Position annotation records:
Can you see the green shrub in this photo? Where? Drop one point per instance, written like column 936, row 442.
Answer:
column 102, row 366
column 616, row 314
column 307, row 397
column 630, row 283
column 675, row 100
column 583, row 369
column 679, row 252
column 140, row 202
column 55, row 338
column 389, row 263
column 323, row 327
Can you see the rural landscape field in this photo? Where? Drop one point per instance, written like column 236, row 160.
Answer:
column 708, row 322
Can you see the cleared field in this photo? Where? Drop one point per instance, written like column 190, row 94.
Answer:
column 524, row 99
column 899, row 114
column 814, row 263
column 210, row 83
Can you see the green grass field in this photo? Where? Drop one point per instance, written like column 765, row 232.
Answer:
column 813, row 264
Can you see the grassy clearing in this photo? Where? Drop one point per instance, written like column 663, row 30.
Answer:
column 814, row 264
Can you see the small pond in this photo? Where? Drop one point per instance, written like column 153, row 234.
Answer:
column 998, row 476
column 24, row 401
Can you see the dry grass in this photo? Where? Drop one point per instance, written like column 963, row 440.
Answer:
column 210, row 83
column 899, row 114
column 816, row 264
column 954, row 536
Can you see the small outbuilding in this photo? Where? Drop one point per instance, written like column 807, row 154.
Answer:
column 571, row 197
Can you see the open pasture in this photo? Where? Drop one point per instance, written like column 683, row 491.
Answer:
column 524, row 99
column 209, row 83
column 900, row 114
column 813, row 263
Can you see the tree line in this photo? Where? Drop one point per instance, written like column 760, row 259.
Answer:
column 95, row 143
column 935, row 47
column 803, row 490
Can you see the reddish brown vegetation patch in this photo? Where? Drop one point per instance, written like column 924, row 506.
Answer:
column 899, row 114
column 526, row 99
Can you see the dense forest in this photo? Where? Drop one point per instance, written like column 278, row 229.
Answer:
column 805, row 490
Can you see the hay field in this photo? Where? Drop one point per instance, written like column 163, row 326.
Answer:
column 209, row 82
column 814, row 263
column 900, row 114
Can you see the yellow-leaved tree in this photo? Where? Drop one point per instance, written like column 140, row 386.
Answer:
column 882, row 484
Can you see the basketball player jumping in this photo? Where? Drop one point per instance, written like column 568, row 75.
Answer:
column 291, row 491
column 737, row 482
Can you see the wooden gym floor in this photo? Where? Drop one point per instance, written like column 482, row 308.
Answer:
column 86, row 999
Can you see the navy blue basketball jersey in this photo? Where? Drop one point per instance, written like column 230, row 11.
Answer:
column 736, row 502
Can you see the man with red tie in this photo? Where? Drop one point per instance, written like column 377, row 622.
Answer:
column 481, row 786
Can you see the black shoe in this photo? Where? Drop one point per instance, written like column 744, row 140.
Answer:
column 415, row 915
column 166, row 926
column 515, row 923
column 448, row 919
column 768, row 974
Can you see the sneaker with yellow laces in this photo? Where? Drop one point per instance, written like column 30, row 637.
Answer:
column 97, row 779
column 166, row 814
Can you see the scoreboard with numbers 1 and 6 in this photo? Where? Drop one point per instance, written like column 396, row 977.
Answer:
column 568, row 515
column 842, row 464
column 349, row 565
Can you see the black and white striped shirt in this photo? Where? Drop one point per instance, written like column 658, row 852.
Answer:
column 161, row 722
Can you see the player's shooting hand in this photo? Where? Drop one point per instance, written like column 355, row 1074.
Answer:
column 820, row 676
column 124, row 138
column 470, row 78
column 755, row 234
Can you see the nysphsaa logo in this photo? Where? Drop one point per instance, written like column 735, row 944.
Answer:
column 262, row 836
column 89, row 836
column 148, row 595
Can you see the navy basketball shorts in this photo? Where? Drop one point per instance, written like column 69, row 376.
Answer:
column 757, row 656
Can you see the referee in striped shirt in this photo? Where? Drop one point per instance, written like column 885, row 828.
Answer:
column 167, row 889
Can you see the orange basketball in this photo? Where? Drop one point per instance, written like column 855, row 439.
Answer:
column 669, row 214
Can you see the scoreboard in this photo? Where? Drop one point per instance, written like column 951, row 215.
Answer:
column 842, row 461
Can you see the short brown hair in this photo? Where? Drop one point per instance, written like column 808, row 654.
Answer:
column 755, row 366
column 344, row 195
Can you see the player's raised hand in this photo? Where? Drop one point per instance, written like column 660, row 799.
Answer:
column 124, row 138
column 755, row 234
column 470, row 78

▶ **WHAT YOU WILL DO**:
Please render the records above as a JSON list of strings with one string per line, leaving out any blank lines.

▶ **EXERCISE ANSWER**:
[
  "Can you see the green shrub in this photo? Where? Drop one point per instance, written like column 936, row 442.",
  "Answer:",
  "column 102, row 366",
  "column 616, row 314",
  "column 307, row 397",
  "column 630, row 283",
  "column 675, row 100",
  "column 583, row 369",
  "column 679, row 252",
  "column 140, row 202",
  "column 55, row 338",
  "column 389, row 263",
  "column 323, row 327",
  "Can you see the rural landscape field in this photo? Where? Drop one point per instance, written like column 236, row 160.",
  "Answer:",
  "column 708, row 322",
  "Can you see the cleared field in this photo? Where? Drop one point per instance, written like column 190, row 94.",
  "Answer:",
  "column 524, row 99",
  "column 899, row 114",
  "column 814, row 263",
  "column 210, row 83",
  "Can you see the green grass field in this photo? Where? Drop one point per instance, written like column 765, row 232.",
  "Answer:",
  "column 813, row 264",
  "Can you see the grassy clearing in this photo? Where? Drop one point per instance, written like column 663, row 30.",
  "Answer:",
  "column 814, row 264",
  "Can you see the small pond in this photo? Where? Drop one point per instance, written like column 153, row 234.",
  "Answer:",
  "column 998, row 476",
  "column 24, row 401",
  "Can you see the dry grass in this photo? Where? Drop one point per instance, written like column 963, row 440.",
  "Answer:",
  "column 210, row 83",
  "column 899, row 114",
  "column 816, row 264",
  "column 954, row 536",
  "Can you see the small outbuilding in this photo? Where? Drop one point per instance, written like column 807, row 154.",
  "Answer:",
  "column 571, row 197",
  "Can you see the open pasture in this photo? Where? Drop one point per instance, written like column 683, row 491.",
  "Answer:",
  "column 524, row 99",
  "column 209, row 83",
  "column 900, row 114",
  "column 813, row 263",
  "Can you see the tree line in this photo? Where? Drop one point per instance, written like column 760, row 259.",
  "Answer:",
  "column 95, row 143",
  "column 935, row 47",
  "column 803, row 490",
  "Can you see the reddish brown vegetation patch in this photo? Where? Drop one point per instance, written like column 924, row 506.",
  "Answer:",
  "column 899, row 114",
  "column 526, row 99",
  "Can you see the dense forest in this photo? Where? Drop one point per instance, written like column 278, row 229.",
  "Answer:",
  "column 805, row 490",
  "Can you see the hay field in this photo? Where? Drop one point per instance, written like column 163, row 326.",
  "Answer:",
  "column 209, row 82",
  "column 814, row 263",
  "column 900, row 114",
  "Can you see the yellow-leaved tree in this photo? Where? Drop one point per instance, written like column 140, row 386.",
  "Answer:",
  "column 882, row 484",
  "Can you see the basketball player jumping in this photo? Where? Drop one point per instance, written like column 568, row 75.",
  "Answer:",
  "column 291, row 491",
  "column 737, row 482",
  "Can you see the wooden gym floor in this photo? Where? Drop one point per instance, written like column 482, row 308.",
  "Answer:",
  "column 86, row 999",
  "Can you see the navy blue basketball jersey in this photo? Where? Drop one point per instance, written like column 230, row 11.",
  "Answer:",
  "column 736, row 502",
  "Can you see the man with red tie in this photo? Where? Drop one point per instance, written like column 377, row 622.",
  "Answer:",
  "column 481, row 786",
  "Can you see the black shoe in this photo? Where? Drop one point per instance, written like column 744, row 140.",
  "Answer:",
  "column 415, row 915",
  "column 166, row 926",
  "column 515, row 923",
  "column 448, row 919",
  "column 768, row 974",
  "Can you see the sneaker with yellow laces in this photo? Where? Drop one point per instance, written like column 30, row 637.",
  "Answer:",
  "column 97, row 779",
  "column 166, row 814",
  "Can you see the scoreboard with numbers 1 and 6 in this photo? Where? Drop one point per instance, written like column 396, row 977.",
  "Answer:",
  "column 568, row 515",
  "column 842, row 464",
  "column 349, row 565",
  "Can you see the black and white striped shirt in this photo? Where? Drop one point per instance, written like column 658, row 852.",
  "Answer:",
  "column 161, row 722",
  "Can you see the player's shooting hand in this photo? Where? Drop one point per instance, written like column 355, row 1074.",
  "Answer:",
  "column 820, row 676",
  "column 124, row 138",
  "column 470, row 78",
  "column 755, row 234",
  "Can you see the nysphsaa logo in this photo? Where? Drop one point per instance, written like column 735, row 944.",
  "Answer:",
  "column 262, row 836",
  "column 89, row 836",
  "column 148, row 595",
  "Can you see the navy basketball shorts in this photo? Where? Drop one point per instance, written like column 69, row 376.",
  "Answer:",
  "column 757, row 656",
  "Can you see the referee in striped shirt in this photo? Where? Drop one point per instance, written like column 885, row 828.",
  "Answer:",
  "column 167, row 889",
  "Can you see the orange basketball in this photo? Where? Drop one point per instance, written like column 855, row 439.",
  "Answer:",
  "column 669, row 214",
  "Can you see the scoreboard in this photo? Where? Drop one point per instance, written like column 951, row 215.",
  "Answer:",
  "column 842, row 461",
  "Can you see the short brown hair in this photo? Where? Drop one point per instance, written like column 808, row 654.",
  "Answer:",
  "column 755, row 366",
  "column 344, row 195",
  "Can you see the player's raised hand in this photo? Where? Drop one point per instance, written like column 660, row 799.",
  "Answer:",
  "column 124, row 138",
  "column 755, row 234",
  "column 470, row 78"
]